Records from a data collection
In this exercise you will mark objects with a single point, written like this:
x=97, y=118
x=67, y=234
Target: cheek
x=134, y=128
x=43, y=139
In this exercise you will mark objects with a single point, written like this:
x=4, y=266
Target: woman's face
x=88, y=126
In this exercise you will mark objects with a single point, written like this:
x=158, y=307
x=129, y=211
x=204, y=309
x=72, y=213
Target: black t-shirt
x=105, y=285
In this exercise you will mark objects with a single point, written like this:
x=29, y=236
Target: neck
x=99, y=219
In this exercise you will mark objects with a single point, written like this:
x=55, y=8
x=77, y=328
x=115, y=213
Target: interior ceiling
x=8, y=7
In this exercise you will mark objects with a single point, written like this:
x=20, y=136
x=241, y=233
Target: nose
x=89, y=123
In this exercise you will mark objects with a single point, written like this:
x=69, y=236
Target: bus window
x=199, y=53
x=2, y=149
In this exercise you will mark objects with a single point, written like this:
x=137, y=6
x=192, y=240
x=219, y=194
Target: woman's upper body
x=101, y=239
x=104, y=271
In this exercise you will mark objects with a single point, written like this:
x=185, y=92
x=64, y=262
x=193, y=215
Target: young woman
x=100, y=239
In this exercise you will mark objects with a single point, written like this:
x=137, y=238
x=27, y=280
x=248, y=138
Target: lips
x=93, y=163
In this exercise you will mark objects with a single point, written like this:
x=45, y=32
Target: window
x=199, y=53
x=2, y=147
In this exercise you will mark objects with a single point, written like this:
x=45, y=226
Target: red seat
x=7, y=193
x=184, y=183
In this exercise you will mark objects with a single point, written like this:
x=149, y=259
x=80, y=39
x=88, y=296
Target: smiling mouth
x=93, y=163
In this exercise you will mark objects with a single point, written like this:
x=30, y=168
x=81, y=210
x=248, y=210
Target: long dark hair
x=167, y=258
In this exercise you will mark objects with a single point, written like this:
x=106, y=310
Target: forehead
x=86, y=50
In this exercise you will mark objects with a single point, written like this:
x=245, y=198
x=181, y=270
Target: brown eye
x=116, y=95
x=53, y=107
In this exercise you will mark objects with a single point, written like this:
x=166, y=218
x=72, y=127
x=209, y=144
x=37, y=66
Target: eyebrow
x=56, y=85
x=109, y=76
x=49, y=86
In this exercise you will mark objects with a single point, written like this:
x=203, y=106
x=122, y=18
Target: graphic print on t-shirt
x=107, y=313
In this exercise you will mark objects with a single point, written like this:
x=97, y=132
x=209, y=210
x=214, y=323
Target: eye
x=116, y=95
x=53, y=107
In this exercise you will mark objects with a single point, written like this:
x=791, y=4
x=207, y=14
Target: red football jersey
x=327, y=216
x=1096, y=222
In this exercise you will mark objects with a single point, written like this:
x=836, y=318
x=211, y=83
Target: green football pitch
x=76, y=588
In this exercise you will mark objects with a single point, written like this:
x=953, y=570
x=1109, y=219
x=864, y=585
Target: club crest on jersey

◆ **Your instructions**: Find each line above that contains the word "football" and copy those lines out.

◆ **Final answer**:
Target: red football jersey
Target: green football pitch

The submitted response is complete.